What to work on - Copy, without any change, the lines from the one that holds "Point out the iron" through the final line of the material below.

════════

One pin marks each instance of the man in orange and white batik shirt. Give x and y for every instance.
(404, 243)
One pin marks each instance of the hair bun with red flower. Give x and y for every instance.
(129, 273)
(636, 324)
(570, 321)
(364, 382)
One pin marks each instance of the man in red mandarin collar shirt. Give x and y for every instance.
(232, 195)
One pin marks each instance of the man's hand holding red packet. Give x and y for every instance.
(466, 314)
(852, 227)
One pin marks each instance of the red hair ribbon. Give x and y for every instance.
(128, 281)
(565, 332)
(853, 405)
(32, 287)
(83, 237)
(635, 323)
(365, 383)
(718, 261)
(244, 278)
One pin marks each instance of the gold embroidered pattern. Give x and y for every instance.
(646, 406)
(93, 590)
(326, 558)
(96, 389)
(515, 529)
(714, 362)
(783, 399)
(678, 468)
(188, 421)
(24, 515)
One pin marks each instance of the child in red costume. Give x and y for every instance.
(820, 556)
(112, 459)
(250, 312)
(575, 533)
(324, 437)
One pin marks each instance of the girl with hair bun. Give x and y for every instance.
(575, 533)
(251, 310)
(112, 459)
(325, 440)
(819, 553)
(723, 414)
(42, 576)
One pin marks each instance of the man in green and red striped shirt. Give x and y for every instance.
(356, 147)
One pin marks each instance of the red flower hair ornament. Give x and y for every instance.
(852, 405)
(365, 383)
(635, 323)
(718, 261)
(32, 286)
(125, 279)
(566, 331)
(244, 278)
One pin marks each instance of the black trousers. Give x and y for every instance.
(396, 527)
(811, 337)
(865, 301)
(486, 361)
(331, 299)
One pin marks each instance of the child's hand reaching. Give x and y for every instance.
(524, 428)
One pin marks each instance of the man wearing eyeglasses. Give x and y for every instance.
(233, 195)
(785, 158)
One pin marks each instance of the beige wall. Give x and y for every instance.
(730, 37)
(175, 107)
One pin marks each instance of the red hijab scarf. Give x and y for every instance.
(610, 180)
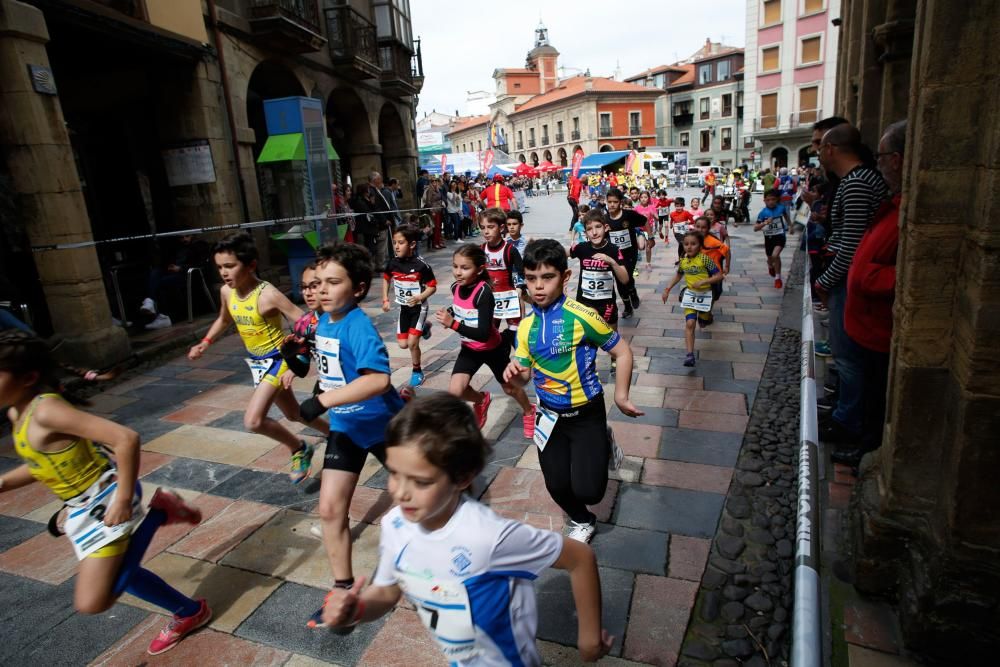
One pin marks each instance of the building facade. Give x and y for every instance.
(790, 75)
(538, 117)
(100, 94)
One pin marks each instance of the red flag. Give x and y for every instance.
(577, 161)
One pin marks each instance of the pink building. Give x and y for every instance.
(790, 71)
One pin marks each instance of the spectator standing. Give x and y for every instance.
(859, 195)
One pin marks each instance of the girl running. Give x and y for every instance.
(699, 273)
(471, 315)
(99, 488)
(439, 545)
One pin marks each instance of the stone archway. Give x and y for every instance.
(350, 131)
(779, 157)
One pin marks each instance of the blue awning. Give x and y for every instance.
(595, 161)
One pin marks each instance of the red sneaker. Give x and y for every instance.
(178, 628)
(482, 408)
(529, 423)
(176, 509)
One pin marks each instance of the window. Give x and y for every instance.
(768, 111)
(772, 12)
(812, 6)
(810, 50)
(770, 60)
(808, 105)
(727, 105)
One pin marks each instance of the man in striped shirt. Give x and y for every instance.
(859, 195)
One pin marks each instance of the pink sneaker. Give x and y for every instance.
(178, 628)
(482, 408)
(529, 423)
(176, 509)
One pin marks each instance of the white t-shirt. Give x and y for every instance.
(471, 581)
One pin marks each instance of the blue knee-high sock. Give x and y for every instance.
(147, 586)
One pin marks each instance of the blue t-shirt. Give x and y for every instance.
(343, 349)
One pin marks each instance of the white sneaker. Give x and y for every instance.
(616, 455)
(161, 322)
(582, 532)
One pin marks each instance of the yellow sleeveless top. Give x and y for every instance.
(261, 335)
(68, 472)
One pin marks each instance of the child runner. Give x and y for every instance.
(440, 544)
(105, 522)
(663, 204)
(257, 308)
(471, 315)
(412, 281)
(601, 265)
(699, 273)
(559, 342)
(719, 253)
(503, 262)
(353, 369)
(773, 219)
(680, 218)
(647, 209)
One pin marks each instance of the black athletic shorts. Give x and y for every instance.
(772, 242)
(469, 361)
(343, 454)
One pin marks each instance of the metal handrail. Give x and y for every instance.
(807, 639)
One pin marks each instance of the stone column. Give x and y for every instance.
(40, 160)
(928, 529)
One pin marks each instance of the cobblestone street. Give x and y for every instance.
(255, 561)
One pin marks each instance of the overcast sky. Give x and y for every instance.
(464, 42)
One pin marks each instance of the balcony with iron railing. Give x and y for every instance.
(286, 25)
(353, 50)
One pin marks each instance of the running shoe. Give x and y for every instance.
(582, 532)
(528, 420)
(178, 628)
(482, 408)
(174, 507)
(301, 462)
(615, 454)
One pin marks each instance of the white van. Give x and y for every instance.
(696, 175)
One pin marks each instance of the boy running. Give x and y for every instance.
(256, 308)
(412, 282)
(558, 341)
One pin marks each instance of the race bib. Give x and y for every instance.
(506, 305)
(596, 285)
(84, 525)
(545, 421)
(695, 300)
(774, 227)
(405, 290)
(467, 316)
(331, 375)
(259, 368)
(443, 607)
(621, 238)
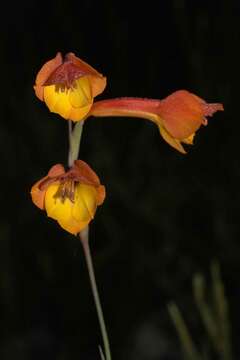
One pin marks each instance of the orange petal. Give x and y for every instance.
(175, 143)
(38, 195)
(45, 72)
(85, 173)
(97, 80)
(182, 114)
(56, 170)
(101, 194)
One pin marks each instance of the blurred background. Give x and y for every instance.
(166, 216)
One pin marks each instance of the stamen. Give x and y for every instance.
(66, 190)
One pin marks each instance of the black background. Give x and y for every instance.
(165, 216)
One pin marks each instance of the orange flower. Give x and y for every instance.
(68, 86)
(178, 116)
(69, 197)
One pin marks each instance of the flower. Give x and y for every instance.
(178, 116)
(68, 86)
(70, 197)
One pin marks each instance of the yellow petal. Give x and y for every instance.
(85, 202)
(81, 95)
(57, 101)
(72, 104)
(189, 140)
(72, 216)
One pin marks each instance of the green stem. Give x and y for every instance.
(85, 243)
(75, 135)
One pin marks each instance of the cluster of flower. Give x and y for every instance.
(68, 86)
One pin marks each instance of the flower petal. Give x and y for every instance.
(44, 73)
(175, 143)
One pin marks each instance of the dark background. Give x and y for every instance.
(166, 215)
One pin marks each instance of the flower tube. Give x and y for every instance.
(69, 197)
(68, 86)
(178, 116)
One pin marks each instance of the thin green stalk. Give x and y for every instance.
(75, 135)
(85, 243)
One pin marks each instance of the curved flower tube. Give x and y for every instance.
(178, 116)
(68, 86)
(69, 197)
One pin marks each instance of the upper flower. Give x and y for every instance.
(70, 197)
(178, 116)
(68, 86)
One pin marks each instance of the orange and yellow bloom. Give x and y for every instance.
(178, 116)
(70, 197)
(68, 86)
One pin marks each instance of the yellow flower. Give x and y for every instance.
(71, 198)
(68, 86)
(178, 116)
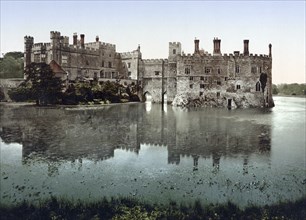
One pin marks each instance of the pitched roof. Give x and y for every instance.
(56, 68)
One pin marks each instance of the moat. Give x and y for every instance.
(250, 156)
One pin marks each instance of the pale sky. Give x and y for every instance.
(153, 24)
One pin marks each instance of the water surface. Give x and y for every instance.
(251, 156)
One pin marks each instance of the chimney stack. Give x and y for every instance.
(82, 40)
(217, 46)
(196, 46)
(246, 48)
(270, 50)
(75, 39)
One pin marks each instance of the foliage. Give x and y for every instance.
(128, 208)
(46, 88)
(22, 93)
(11, 65)
(274, 89)
(290, 89)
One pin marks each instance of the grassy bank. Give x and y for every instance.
(126, 208)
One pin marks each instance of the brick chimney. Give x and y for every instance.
(270, 50)
(246, 47)
(75, 39)
(82, 40)
(217, 46)
(196, 46)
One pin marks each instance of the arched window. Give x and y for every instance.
(258, 87)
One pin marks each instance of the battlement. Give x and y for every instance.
(178, 44)
(108, 46)
(154, 61)
(129, 54)
(55, 34)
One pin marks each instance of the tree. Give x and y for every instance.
(11, 65)
(274, 89)
(45, 87)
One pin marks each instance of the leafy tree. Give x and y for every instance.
(11, 65)
(45, 87)
(274, 89)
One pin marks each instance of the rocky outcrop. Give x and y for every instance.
(212, 99)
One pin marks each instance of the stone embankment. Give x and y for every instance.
(211, 99)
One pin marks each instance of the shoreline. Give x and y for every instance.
(131, 208)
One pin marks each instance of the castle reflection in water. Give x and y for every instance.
(74, 134)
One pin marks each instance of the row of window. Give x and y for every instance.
(208, 70)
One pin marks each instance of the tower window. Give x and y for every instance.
(257, 86)
(207, 69)
(237, 69)
(187, 70)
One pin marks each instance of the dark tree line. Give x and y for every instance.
(44, 88)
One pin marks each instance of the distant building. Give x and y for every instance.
(232, 80)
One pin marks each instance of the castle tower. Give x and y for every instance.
(82, 40)
(75, 39)
(56, 46)
(217, 46)
(174, 50)
(196, 46)
(28, 44)
(270, 50)
(246, 47)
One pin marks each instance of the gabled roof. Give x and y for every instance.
(56, 68)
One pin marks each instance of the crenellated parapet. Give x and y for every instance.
(55, 35)
(154, 61)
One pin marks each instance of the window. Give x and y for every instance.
(187, 70)
(254, 69)
(258, 87)
(237, 69)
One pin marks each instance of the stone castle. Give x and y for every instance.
(233, 80)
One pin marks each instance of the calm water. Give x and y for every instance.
(251, 156)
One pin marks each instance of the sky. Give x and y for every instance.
(153, 24)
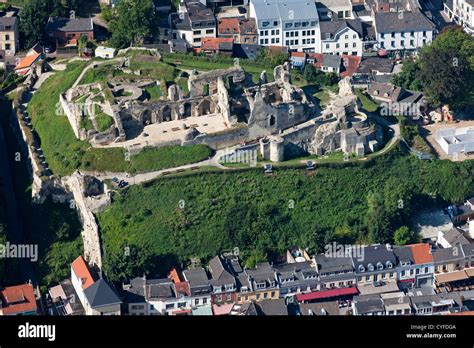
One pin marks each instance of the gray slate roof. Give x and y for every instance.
(101, 294)
(274, 9)
(389, 22)
(330, 28)
(69, 25)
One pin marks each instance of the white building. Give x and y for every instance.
(193, 22)
(334, 9)
(342, 37)
(403, 30)
(462, 13)
(290, 23)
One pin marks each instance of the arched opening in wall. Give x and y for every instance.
(146, 117)
(206, 107)
(187, 110)
(271, 120)
(205, 90)
(167, 116)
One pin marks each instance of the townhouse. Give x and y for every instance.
(261, 283)
(9, 33)
(95, 294)
(223, 282)
(242, 30)
(18, 300)
(342, 37)
(294, 24)
(398, 31)
(297, 277)
(461, 12)
(199, 286)
(192, 22)
(415, 266)
(377, 265)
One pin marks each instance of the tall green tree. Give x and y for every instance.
(447, 69)
(135, 20)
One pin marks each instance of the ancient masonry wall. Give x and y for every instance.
(90, 232)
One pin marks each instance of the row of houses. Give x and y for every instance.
(329, 26)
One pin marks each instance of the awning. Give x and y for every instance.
(327, 293)
(451, 277)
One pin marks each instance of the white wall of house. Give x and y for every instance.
(345, 42)
(409, 40)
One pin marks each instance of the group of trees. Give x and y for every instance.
(444, 70)
(132, 22)
(34, 16)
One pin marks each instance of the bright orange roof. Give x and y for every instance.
(228, 26)
(351, 64)
(81, 270)
(421, 253)
(27, 61)
(174, 276)
(18, 299)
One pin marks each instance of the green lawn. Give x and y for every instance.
(104, 121)
(367, 103)
(245, 209)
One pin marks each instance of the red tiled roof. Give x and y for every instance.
(298, 54)
(350, 64)
(82, 271)
(27, 61)
(214, 44)
(327, 293)
(18, 299)
(421, 253)
(228, 26)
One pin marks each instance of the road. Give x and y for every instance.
(15, 226)
(144, 177)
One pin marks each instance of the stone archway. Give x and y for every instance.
(187, 110)
(166, 114)
(146, 117)
(206, 107)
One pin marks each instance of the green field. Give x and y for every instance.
(65, 153)
(248, 210)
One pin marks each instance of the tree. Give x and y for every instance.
(310, 73)
(404, 235)
(409, 77)
(135, 20)
(447, 69)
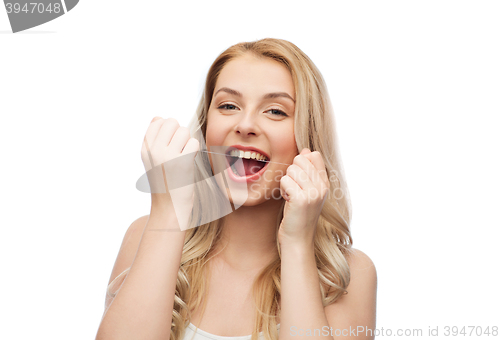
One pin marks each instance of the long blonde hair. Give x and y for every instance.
(315, 129)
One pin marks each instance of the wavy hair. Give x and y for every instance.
(314, 128)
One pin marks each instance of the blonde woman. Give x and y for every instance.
(281, 264)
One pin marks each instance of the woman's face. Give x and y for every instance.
(253, 106)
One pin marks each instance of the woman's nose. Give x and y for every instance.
(247, 125)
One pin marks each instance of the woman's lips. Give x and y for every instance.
(243, 179)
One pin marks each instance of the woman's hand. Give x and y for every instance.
(171, 182)
(305, 188)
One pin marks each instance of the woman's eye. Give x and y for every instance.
(278, 112)
(227, 106)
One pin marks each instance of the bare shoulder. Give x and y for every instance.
(125, 257)
(360, 262)
(358, 306)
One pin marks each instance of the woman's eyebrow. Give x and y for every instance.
(266, 96)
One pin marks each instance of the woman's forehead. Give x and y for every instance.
(251, 74)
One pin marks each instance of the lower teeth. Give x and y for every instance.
(235, 171)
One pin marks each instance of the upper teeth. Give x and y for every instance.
(247, 155)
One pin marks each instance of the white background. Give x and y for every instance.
(415, 89)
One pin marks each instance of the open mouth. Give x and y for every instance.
(251, 162)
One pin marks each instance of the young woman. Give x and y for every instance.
(283, 259)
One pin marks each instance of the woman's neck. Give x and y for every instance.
(249, 236)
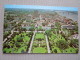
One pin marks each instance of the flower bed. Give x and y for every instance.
(18, 43)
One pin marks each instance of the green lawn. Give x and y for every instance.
(39, 35)
(19, 42)
(39, 50)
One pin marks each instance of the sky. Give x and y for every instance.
(42, 7)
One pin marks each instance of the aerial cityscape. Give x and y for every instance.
(40, 29)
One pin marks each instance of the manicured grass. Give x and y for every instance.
(39, 35)
(39, 50)
(56, 50)
(70, 50)
(19, 43)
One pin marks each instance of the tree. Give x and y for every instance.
(62, 44)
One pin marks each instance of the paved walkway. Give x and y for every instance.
(31, 42)
(48, 48)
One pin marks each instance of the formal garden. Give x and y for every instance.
(39, 44)
(19, 42)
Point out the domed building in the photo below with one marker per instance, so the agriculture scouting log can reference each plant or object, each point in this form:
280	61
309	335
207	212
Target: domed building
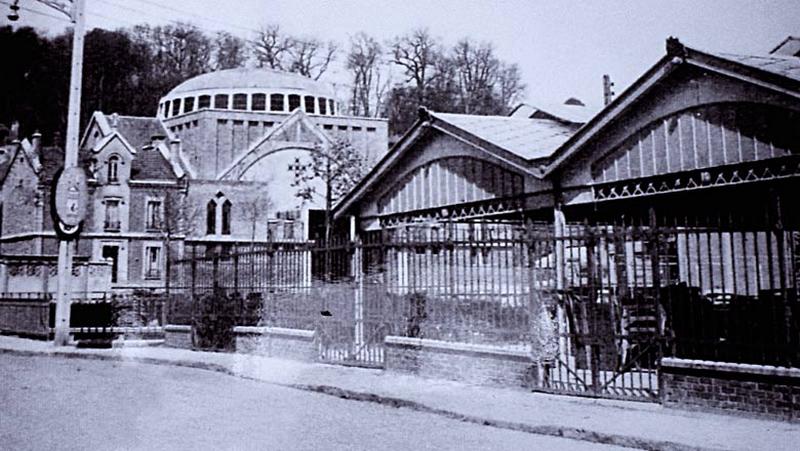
231	145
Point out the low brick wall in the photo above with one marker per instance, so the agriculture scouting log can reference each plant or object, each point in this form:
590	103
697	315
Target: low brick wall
294	344
475	364
768	391
178	336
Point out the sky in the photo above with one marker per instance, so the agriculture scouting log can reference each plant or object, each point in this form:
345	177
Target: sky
563	48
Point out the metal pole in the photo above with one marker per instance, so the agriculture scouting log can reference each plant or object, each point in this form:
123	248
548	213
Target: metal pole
66	249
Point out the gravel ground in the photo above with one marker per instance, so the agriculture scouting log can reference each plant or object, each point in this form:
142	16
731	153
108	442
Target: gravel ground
56	403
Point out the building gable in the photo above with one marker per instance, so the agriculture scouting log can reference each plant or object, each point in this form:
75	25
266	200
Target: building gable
298	132
683	79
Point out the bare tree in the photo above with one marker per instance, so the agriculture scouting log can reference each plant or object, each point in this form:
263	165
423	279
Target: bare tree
271	47
416	53
509	88
339	167
310	57
477	69
229	51
182	49
362	61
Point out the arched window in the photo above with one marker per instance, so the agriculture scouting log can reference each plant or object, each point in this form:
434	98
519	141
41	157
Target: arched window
309	104
221	101
226	217
259	102
211	217
276	102
294	102
113	169
176	107
203	102
240	101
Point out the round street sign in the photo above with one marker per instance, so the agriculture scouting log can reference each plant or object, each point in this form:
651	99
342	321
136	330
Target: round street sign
71	196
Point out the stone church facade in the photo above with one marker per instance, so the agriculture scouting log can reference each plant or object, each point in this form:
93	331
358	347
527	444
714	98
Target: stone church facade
217	165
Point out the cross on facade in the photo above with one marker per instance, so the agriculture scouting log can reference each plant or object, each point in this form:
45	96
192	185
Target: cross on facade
297	167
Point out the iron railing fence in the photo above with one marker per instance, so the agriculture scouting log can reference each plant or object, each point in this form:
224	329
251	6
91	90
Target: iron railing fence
128	311
619	295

════════

Task answer -
Point out the iron railing fence in the photo above with one marker per instance, so the agriculture scouting log can reference each plant or object, each point in this form:
224	329
251	6
91	90
Target: iron railing fence
128	311
619	295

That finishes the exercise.